MATERIAL PROVIDED:
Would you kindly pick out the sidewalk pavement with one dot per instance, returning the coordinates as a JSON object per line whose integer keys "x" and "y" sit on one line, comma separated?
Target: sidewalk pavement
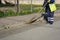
{"x": 19, "y": 19}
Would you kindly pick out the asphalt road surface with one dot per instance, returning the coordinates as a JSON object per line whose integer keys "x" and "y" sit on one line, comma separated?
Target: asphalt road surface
{"x": 35, "y": 31}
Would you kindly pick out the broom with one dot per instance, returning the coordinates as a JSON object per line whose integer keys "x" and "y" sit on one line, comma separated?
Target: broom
{"x": 32, "y": 20}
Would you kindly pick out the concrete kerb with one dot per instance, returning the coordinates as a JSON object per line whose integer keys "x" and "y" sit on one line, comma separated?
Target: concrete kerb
{"x": 8, "y": 26}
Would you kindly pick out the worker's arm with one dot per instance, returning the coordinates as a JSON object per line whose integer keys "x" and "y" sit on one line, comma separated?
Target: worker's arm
{"x": 45, "y": 3}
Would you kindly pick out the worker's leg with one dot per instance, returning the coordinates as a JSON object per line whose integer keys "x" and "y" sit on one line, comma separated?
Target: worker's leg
{"x": 50, "y": 17}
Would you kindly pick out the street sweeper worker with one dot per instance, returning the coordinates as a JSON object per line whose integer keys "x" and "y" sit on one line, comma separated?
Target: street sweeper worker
{"x": 50, "y": 8}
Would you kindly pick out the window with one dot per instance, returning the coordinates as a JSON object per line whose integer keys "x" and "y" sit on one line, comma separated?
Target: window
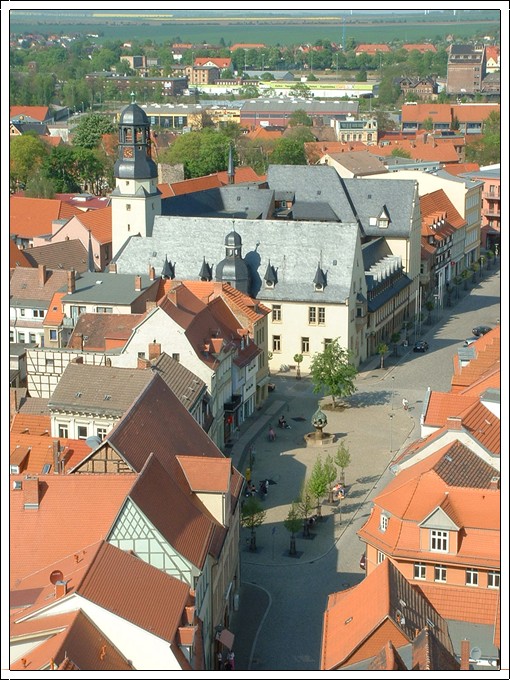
{"x": 493, "y": 579}
{"x": 82, "y": 432}
{"x": 277, "y": 312}
{"x": 101, "y": 432}
{"x": 419, "y": 571}
{"x": 440, "y": 573}
{"x": 471, "y": 577}
{"x": 438, "y": 540}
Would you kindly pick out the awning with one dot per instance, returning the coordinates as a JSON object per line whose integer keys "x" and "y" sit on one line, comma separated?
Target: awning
{"x": 226, "y": 638}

ASSIGNMENT:
Exact copy, pictures excluded: print only the lines from the line containing "Target: broom" through the end of the records.

SOLUTION TO THIS TASK:
Target: broom
{"x": 32, "y": 20}
Would you kindly pick out the concrete kerb with one dot per instance, returning the coordinates as a JSON object per line whose integer keys "x" and "y" sit on one line, comma separated?
Target: concrete kerb
{"x": 8, "y": 26}
Would you kindly pick out the worker's arm with one dot per instance, returning the coordinates as a JSON object per line whose integer keys "x" and "y" sit on one line, comma separated?
Target: worker's arm
{"x": 45, "y": 3}
Would you kindly pick out the worker's leg with one dot per instance, returning the coordinates as a JSON object per line whose integer keys "x" and "y" sit on one line, comma separated?
Target: worker's leg
{"x": 50, "y": 17}
Would you kindly pick out the street sweeper worker with one dot per instance, returning the coordinates as a JSON object per line whose integer keys "x" and "y" sit on one line, comma separated?
Target: street sweeper worker
{"x": 50, "y": 8}
Would you kindly pick out the window with one dot per instance, returning the coordinates as a JSON object per line whose integer keys "x" and "y" sit on one line, comma separated?
Target: window
{"x": 493, "y": 579}
{"x": 82, "y": 432}
{"x": 277, "y": 312}
{"x": 101, "y": 432}
{"x": 419, "y": 571}
{"x": 440, "y": 573}
{"x": 471, "y": 577}
{"x": 438, "y": 540}
Would you kindly pick out the awning with one dot per instance, returning the coordinates as a JSON object per line whose integer keys "x" and "y" sit on one line, comma separated?
Target: awning
{"x": 226, "y": 638}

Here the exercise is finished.